Texte fourni:

Propos receuillis par Maha RACHID
Dans un entretien à la MAP à l’occasion de la Journée internationale des forêts, le directeur de la planification, du système d’information et de la coopération au département des Eaux et forêts, Isam Ahabri, revient sur les objectifs et les ambitions de cette stratégie ainsi que sur les fonctions écologiques des forêts dans l’écosystème naturel.
1) Quels sont les objectifs et les réalisations de la nouvelle stratégie nationale de développement du domaine forestier “Forêts du Maroc 2020-2030” ?
La nouvelle stratégie «Forêts du Maroc 2020-2030» a été conçue dans le but de rendre le secteur plus compétitif et moderne, grâce à un modèle de gestion intégré, durable et créateur de richesse. L’originalité de cette vision est de placer la population usagère des zones forestières au cœur de la gestion des forêts.
La stratégie vient également répondre à un certain nombre de problématiques, principalement la dégradation du couvert forestier sur une superficie de 17.000 hectares par an et la faible capacité de production du bois à hauteur de seulement 20 à 30%, par rapport au potentiel des forêts productives.
Le nombre de poursuites judiciaires liées au domaine forestier, qui sont de 12.000 par an, montre clairement qu’il existe un dysfonctionnement dans la gestion des conflits avec la population riveraine de la forêt.
Ce sont autant de contraintes qui appellent une intervention urgente afin d’améliorer la situation de la forêt marocaine et de préserver ses multiples fonctions. Concrètement, la nouvelle stratégie s’assigne trois ambitions majeures à l’horizon 2030 :
– Rattraper 30 années de dégradation en récupérant 133.000 ha de forêts ;
– Créer plus de 27.500 emplois directs supplémentaires ;
– et enfin générer près 5 milliards de Dh de valeur annuelle par les filières productives et écotouristiques au lieu de 2 milliards de DH actuellement.
En termes de réalisations, la stratégie “Forêts du Maroc 2020-2030” vise à réinventer et à structurer l’approche participative et à assurer la réconciliation des marocains avec leur espace forestier. Cette approche tend à faire de la population usagère le premier partenaire dans la gestion forestière pour changer sa perception vis-à-vis de la forêt et marquer ainsi une rupture avec le passé.
Elle permettra d’asseoir une gouvernance locale basée sur des structures de terrains dédiées sous la forme d’Organismes de Développement Forestier (ODF) qui regrouperont toutes les structures actuelles d’usagers et constitueront une interface avec la Commune et l’Administration des eaux et forêts. Cinq ODF sont actuellement en cours de constitution au niveau de 5 communes forestières pilotes.
L’approche permettra aussi la création d’un nouveau corps d’animateurs territoriaux appelés à jouer un rôle de médiation entre ces ODF et l’Administration des eaux et forêts. A l’heure actuelle, 21 animateurs suivent des formations théoriques et pratiques au niveau des 5 communes pilotes.

Objectif 1: D'après l'entretien, quelle superficie de forêts la stratégie « Forêts du Maroc 2020-2030 » prévoit-elle de récupérer ?
Objectif 2: Reproduisez tout le passage de l'entretien qui va de « Elle permettra d’asseoir » jusqu'à « communes forestières pilotes. ».

Liste fournie:
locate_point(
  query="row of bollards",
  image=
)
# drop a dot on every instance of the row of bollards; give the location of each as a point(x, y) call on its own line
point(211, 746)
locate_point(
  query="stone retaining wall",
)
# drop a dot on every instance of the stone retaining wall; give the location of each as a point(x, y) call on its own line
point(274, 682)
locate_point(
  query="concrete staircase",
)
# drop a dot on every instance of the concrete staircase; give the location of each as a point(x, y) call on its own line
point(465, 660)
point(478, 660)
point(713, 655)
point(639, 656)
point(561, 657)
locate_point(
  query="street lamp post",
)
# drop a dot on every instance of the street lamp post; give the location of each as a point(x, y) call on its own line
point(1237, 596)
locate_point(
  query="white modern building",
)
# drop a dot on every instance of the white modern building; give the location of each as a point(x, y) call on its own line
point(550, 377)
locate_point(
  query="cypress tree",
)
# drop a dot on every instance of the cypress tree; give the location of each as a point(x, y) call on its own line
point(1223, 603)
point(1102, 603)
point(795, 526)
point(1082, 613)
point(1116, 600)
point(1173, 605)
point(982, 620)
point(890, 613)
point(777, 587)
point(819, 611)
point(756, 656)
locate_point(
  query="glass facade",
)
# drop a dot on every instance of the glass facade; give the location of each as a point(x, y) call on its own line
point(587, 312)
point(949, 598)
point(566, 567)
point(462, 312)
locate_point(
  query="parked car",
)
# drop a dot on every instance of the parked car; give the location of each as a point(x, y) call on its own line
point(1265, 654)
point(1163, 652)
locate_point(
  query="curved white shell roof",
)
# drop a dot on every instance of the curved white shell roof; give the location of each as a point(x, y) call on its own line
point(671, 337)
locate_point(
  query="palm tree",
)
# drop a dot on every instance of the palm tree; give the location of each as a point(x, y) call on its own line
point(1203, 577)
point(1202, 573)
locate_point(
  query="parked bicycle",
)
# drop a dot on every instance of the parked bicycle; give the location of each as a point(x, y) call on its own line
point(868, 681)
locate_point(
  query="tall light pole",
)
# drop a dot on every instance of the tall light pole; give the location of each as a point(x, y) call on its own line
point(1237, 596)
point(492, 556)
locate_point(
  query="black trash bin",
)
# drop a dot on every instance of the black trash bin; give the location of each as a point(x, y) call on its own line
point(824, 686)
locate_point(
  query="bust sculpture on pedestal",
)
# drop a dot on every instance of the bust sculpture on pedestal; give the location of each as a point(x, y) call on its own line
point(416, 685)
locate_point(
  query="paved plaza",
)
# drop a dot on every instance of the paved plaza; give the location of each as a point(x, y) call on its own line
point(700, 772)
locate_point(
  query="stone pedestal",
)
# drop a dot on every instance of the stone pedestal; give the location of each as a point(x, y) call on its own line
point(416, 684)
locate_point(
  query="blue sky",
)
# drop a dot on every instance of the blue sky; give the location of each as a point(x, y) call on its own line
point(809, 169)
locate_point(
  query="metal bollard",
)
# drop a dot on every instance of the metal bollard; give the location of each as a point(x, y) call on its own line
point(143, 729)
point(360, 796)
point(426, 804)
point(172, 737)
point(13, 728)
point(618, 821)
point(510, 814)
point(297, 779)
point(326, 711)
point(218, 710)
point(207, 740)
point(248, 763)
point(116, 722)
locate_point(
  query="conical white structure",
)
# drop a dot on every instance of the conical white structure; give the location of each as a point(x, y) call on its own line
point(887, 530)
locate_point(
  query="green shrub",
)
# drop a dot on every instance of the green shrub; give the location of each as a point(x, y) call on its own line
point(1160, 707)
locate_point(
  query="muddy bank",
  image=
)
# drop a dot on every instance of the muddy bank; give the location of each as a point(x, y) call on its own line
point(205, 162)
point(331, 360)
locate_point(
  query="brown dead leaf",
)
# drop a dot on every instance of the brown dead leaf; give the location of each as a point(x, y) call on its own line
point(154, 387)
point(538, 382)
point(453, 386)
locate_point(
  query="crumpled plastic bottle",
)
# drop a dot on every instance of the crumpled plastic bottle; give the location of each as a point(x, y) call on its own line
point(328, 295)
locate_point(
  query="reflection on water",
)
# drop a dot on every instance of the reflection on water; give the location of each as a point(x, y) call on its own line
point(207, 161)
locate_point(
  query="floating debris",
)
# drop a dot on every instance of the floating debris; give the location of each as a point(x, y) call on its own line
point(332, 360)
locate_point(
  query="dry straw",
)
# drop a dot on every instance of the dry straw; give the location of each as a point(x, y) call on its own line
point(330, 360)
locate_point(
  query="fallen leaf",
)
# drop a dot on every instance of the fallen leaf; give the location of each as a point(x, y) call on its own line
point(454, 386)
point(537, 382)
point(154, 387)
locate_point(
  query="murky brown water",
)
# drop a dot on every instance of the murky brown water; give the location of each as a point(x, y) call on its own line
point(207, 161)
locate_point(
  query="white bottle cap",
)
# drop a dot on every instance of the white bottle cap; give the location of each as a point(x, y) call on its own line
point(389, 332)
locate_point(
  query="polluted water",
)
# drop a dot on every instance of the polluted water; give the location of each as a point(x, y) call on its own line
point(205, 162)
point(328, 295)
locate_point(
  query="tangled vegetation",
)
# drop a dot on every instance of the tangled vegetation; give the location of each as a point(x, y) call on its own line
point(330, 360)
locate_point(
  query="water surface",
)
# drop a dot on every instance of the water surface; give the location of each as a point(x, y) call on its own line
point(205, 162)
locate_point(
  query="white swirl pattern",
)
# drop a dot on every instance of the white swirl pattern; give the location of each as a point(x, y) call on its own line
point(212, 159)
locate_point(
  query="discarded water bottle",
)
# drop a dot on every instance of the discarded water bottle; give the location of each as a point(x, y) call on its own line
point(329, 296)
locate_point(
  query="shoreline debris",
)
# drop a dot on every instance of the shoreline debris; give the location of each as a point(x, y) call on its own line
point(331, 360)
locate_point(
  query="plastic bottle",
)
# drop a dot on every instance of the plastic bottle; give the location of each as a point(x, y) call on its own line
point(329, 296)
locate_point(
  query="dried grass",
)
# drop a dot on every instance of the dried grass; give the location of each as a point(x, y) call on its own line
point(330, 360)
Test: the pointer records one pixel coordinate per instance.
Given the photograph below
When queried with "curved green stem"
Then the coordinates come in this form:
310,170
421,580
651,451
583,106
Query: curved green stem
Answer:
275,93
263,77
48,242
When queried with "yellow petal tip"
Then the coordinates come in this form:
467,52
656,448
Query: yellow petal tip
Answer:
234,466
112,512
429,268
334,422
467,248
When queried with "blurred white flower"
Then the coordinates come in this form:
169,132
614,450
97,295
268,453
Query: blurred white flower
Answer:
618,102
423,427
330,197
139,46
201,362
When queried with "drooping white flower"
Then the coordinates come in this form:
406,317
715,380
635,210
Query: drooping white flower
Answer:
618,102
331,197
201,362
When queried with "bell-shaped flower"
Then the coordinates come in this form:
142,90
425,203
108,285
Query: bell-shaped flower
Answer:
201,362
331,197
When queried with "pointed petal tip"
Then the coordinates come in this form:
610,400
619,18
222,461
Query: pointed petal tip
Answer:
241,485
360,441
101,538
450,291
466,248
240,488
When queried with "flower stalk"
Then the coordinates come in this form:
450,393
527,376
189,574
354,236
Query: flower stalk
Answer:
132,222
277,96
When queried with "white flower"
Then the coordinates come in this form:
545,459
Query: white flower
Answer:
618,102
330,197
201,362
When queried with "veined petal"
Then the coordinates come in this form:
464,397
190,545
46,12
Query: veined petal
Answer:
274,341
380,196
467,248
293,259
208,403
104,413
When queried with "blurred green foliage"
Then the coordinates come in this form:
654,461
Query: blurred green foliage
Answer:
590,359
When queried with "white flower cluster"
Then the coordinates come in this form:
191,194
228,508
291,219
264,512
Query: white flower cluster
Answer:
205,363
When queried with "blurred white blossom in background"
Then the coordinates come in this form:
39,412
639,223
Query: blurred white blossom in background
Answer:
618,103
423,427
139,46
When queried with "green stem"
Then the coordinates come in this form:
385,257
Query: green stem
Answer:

Réponse complète 1: 133.000 hectares de forêts.

Réponse complète 2:
Elle permettra d’asseoir une gouvernance locale basée sur des structures de terrains dédiées sous la forme d’Organismes de Développement Forestier (ODF) qui regrouperont toutes les structures actuelles d’usagers et constitueront une interface avec la Commune et l’Administration des eaux et forêts. Cinq ODF sont actuellement en cours de constitution au niveau de 5 communes forestières pilotes.